→ **Given task**: Can you lay out the stretch of lines from the one containing "Expected behaviour: for every instance of the id" through the one containing "x=297 y=103" as a numbered list, skipping any blank lines?

--- Start Extracted records ---

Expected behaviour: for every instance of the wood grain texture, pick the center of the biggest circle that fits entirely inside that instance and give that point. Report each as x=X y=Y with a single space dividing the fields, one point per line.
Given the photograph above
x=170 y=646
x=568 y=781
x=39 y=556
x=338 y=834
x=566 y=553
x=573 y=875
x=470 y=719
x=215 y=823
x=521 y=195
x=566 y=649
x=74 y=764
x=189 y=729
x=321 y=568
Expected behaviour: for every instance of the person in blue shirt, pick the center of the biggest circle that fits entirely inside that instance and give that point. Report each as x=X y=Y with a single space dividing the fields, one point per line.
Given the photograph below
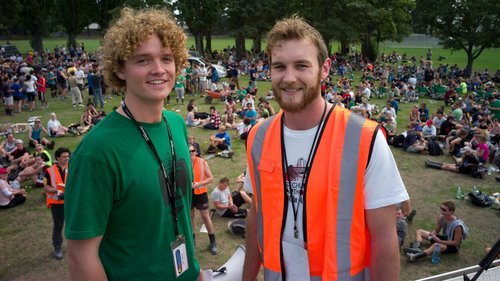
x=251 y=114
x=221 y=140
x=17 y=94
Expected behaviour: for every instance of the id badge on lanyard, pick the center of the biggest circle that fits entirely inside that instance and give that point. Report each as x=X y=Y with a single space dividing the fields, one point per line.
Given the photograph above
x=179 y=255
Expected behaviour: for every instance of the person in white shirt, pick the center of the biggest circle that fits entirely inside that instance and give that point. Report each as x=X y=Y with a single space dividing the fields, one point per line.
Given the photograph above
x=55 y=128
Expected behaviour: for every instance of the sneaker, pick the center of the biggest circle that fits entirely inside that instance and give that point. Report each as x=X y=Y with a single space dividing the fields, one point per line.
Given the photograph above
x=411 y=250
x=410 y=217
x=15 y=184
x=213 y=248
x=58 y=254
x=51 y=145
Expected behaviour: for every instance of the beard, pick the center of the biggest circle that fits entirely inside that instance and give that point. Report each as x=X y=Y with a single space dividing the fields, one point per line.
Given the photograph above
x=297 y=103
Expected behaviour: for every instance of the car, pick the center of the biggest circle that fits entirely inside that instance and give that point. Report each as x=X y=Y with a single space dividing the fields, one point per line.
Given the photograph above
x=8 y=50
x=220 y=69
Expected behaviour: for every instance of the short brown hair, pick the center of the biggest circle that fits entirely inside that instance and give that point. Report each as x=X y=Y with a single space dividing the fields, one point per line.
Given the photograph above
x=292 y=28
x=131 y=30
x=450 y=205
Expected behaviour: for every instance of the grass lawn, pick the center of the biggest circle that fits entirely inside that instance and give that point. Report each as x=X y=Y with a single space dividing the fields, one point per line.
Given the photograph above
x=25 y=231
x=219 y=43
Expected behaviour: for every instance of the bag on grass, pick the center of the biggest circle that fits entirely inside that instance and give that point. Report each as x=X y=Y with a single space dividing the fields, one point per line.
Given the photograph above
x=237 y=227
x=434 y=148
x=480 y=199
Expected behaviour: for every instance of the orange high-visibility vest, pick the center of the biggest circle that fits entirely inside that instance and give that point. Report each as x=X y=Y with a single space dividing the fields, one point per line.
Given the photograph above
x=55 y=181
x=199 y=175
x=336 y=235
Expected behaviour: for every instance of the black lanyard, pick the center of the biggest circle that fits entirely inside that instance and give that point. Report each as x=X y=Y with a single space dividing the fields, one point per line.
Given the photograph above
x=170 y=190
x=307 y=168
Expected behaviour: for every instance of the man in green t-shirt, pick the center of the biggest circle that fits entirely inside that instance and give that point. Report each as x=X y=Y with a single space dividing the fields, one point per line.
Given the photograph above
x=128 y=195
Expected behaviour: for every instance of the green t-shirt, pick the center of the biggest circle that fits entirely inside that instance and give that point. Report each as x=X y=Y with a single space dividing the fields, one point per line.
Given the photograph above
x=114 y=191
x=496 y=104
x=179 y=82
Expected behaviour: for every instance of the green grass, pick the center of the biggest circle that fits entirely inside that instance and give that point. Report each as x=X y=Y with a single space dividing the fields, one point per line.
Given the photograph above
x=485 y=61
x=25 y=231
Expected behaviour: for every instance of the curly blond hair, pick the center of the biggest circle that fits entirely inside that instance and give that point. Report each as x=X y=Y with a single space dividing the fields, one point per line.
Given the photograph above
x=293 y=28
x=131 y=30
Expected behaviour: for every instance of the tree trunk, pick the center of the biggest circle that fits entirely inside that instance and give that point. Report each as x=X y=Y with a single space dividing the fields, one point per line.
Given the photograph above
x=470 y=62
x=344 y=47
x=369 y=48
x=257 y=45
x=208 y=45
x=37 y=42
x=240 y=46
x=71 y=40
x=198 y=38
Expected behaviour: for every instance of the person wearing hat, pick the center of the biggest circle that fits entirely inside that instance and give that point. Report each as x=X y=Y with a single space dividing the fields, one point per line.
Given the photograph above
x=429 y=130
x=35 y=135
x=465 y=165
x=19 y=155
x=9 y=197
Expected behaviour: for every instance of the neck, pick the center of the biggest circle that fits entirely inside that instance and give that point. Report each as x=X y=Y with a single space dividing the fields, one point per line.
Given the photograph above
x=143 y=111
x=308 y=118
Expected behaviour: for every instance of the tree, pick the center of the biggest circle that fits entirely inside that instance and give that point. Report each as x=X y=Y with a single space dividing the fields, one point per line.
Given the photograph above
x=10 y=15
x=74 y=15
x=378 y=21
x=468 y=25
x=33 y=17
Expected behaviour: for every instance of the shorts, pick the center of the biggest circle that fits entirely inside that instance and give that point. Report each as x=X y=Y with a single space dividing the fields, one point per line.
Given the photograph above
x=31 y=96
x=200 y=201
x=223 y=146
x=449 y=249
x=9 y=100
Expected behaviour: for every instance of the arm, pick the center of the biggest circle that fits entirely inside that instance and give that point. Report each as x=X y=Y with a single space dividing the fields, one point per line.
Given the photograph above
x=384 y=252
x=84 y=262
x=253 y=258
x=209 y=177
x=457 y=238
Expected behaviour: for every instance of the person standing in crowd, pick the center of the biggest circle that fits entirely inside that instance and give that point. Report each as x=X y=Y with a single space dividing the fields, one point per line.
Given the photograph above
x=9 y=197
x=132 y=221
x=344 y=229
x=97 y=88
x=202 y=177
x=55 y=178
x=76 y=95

--- End Extracted records ---
--- Start Extracted records ---

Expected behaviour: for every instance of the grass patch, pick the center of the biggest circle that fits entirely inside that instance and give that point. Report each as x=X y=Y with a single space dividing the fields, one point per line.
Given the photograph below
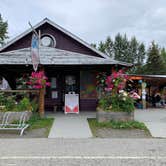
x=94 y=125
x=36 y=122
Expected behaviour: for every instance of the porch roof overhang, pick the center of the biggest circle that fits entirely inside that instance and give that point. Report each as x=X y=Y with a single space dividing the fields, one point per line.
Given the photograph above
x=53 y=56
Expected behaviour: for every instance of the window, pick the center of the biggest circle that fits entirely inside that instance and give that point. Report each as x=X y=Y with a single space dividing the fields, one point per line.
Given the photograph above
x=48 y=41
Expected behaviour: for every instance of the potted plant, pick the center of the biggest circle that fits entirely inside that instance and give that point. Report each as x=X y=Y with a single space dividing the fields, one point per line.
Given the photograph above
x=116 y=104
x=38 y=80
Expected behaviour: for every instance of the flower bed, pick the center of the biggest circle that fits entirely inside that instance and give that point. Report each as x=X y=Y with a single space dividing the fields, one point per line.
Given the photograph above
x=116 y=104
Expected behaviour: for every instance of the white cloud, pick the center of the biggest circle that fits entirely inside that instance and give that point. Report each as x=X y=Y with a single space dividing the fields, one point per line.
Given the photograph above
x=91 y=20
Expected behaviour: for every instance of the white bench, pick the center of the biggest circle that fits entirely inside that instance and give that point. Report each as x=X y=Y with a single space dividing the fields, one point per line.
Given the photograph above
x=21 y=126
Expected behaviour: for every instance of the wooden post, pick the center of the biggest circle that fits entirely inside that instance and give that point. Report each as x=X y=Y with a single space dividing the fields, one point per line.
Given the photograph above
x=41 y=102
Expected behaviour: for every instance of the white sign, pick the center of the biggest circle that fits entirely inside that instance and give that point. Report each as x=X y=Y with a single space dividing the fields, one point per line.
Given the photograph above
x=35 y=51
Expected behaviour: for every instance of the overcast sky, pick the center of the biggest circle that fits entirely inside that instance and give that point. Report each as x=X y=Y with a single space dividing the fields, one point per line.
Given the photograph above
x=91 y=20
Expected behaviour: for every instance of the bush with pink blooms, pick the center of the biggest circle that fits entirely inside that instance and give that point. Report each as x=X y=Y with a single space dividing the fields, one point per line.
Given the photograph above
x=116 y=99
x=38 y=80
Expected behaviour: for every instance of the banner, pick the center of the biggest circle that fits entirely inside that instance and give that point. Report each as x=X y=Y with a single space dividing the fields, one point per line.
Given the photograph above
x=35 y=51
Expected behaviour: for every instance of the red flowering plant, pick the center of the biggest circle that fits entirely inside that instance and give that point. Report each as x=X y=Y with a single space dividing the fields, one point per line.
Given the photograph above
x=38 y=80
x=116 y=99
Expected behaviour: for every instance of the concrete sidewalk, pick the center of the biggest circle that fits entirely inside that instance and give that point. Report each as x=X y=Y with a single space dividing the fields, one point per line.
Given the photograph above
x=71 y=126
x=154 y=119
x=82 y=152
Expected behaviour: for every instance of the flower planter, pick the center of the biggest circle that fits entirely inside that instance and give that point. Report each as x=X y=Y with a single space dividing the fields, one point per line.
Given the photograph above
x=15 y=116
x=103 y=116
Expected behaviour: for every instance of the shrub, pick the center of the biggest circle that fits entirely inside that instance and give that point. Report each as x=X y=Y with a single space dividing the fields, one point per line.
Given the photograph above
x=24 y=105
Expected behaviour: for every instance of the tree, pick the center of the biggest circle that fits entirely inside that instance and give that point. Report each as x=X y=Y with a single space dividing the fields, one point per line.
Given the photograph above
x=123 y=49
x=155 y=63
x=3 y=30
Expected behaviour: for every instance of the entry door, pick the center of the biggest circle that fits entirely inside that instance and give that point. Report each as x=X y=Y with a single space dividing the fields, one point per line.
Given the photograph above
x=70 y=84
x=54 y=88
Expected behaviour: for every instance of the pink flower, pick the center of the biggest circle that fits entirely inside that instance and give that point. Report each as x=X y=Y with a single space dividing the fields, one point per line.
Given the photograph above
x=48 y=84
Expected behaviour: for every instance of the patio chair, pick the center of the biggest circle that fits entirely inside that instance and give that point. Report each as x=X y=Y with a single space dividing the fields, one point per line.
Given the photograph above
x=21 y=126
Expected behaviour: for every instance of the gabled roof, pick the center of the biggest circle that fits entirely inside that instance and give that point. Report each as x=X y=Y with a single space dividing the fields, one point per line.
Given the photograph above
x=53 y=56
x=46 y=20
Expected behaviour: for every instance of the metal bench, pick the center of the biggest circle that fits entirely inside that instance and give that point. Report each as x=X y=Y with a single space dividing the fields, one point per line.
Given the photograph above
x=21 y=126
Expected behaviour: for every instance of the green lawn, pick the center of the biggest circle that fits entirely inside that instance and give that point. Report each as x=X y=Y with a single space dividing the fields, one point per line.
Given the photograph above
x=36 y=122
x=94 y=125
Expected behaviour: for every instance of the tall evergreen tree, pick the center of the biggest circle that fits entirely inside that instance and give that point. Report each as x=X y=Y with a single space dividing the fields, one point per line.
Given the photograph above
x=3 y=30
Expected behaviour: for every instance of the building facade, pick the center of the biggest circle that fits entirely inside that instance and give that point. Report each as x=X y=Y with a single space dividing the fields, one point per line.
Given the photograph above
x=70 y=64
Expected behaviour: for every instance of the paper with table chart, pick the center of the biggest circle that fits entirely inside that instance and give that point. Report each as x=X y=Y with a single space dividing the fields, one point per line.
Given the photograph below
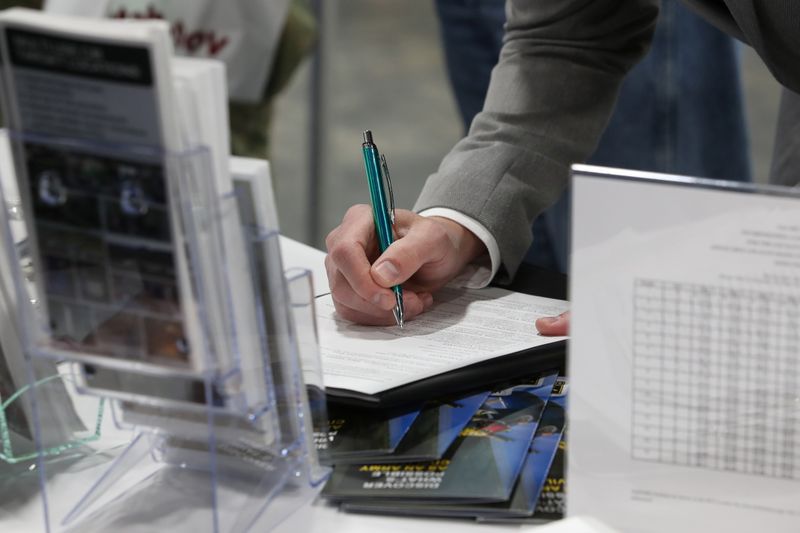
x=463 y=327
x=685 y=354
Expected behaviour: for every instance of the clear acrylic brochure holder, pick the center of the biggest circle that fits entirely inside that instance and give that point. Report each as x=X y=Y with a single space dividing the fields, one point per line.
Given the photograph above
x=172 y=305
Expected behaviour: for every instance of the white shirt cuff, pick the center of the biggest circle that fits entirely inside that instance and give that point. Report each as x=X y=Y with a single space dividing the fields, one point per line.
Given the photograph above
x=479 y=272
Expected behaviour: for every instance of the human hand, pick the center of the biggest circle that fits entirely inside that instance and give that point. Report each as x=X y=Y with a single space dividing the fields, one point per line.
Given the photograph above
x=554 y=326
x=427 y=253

--- End Extracted records ---
--- Start Extracted records ---

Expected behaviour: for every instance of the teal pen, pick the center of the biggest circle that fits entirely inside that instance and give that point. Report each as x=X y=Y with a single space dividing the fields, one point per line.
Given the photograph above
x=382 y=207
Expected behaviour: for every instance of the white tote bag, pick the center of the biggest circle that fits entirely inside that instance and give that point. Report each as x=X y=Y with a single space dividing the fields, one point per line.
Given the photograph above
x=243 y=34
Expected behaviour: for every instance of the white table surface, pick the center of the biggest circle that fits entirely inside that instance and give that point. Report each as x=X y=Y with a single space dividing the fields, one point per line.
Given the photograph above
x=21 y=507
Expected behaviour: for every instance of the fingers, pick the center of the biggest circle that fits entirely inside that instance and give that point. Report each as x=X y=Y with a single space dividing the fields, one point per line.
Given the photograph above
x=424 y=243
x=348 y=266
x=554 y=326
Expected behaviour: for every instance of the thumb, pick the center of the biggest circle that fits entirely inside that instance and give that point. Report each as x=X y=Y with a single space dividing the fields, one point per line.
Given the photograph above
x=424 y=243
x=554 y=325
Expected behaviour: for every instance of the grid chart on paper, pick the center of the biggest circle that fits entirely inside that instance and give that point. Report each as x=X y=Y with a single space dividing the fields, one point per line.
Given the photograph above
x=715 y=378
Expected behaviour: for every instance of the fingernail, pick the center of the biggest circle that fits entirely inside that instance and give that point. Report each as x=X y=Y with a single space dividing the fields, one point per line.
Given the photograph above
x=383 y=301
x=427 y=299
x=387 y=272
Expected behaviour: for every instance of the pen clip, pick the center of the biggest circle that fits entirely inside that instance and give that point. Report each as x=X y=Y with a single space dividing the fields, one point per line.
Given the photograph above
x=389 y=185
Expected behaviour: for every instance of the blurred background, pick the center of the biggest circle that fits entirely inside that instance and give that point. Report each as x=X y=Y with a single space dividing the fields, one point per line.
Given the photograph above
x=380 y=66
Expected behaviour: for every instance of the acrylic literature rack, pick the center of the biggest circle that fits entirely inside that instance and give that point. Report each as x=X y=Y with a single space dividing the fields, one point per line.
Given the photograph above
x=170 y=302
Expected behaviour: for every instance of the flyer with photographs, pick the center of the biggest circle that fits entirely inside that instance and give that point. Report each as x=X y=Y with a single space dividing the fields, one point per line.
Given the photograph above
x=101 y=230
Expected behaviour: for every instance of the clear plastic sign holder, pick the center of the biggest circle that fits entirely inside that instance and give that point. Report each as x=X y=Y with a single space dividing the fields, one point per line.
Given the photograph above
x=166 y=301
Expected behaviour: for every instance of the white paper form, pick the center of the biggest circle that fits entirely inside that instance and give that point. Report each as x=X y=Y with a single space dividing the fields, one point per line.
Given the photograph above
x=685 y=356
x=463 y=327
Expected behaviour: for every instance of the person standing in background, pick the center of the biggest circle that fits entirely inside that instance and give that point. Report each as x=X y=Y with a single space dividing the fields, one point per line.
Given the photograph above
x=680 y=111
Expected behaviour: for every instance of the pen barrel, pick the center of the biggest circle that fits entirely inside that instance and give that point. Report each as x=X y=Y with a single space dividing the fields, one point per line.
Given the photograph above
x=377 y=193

--- End Extracted records ---

→ **Correct output**:
1. Expected behaviour: for every instance of the id badge on lanyard, pick the center of the biggest circle that fits entirely inside that instance and give that point. Report each as x=X y=Y with a single space dividing the fields, one point per line.
2. Given the photograph above
3. x=179 y=255
4. Expected behaviour: for every instance of the person in white shirt, pick the center of the biggest circle that fits entirely inside that instance and give that point. Report each as x=X y=Y with a single space dividing the fields, one point per line.
5. Given the photograph above
6. x=55 y=128
7. Expected behaviour: for every instance of the sneaker, pick the center of the biggest circle that fits entirely inside that instance and give that point. Report each as x=X y=Y with a single space dividing the fields, one point per line.
8. Given the photograph above
9. x=411 y=250
10. x=410 y=217
11. x=15 y=184
12. x=213 y=248
13. x=58 y=254
14. x=51 y=145
15. Expected behaviour: for every instance of the beard, pick the center of the biggest circle that fits entirely inside that instance and give that point. Report each as x=X y=Y with a single space dividing the fields, one point per line.
16. Given the photograph above
17. x=297 y=103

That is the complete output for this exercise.